* **PARTS OF THE EXERCISE**:
**1.** From the palindrome permutation page, list every section heading that appears after the title.
**2.** Rename "rearrangement" to "reordering" in the palindrome permutation page, then give that page again starting at the words "Palindrome Permutation: Given" and stopping after "just dictionary words.".

##### QUOTED PASSAGE

Palindrome Permutation

Problem

Palindrome Permutation: Given a string, write a function to check if it is a permutation of a palindrome. A palindrome is a word or phrase that is the same forwards and backwards. A permutation is a rearrangement of letters. The palindrome does not need to be limited to just dictionary words.

EXAMPLE

Input: Tact Coa

Output: True (permutations: “taco cat’; “atco eta·; etc.)

Approach

One simple approach is using the hashmap built-in in Java. And you should not generate all the permutations of the string because it is very inefficient. You see in the output every digits must be the even number except there is only one odd number, don’t count space if it is irrevalent. Let’s see with original String: Tact Coa

-1 // We don't count this one
a-2
c-2
t-2
o-1

Implementation

boolean isPermutationOfPalindrome(String str) {
    HashMap<Character, Integer> map = new HashMap<>();
    char[] arr = str.toCharArray();
    for (int i = 0; i < arr.length; i++) {
        map.put(arr[i], map.getOrDefault(arr[i], 0) + 1);
    }

    boolean foundOdd = false;
    for (char key : map.keySet()) {
        if (key != ' ' && map.get(key) % 2 == 1) {
            if (foundOdd) return false;
            foundOdd = true;
        }
    }

    return true;
}

##########
##### COLLECTED DATA

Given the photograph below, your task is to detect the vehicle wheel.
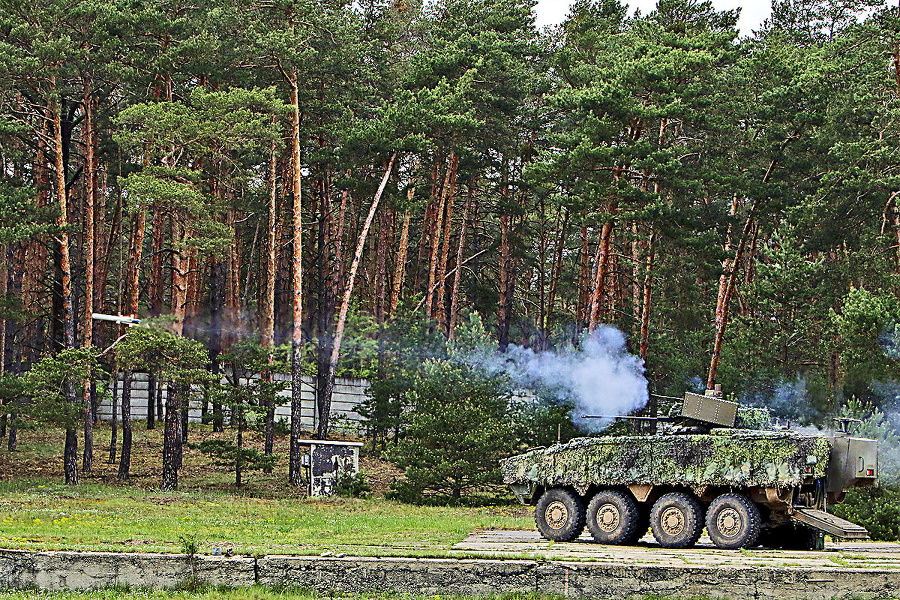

##########

* **ANSWER SET**:
**1.** Problem; EXAMPLE; Approach; Implementation

**2.**
Palindrome Permutation: Given a string, write a function to check if it is a permutation of a palindrome. A palindrome is a word or phrase that is the same forwards and backwards. A permutation is a reordering of letters. The palindrome does not need to be limited to just dictionary words.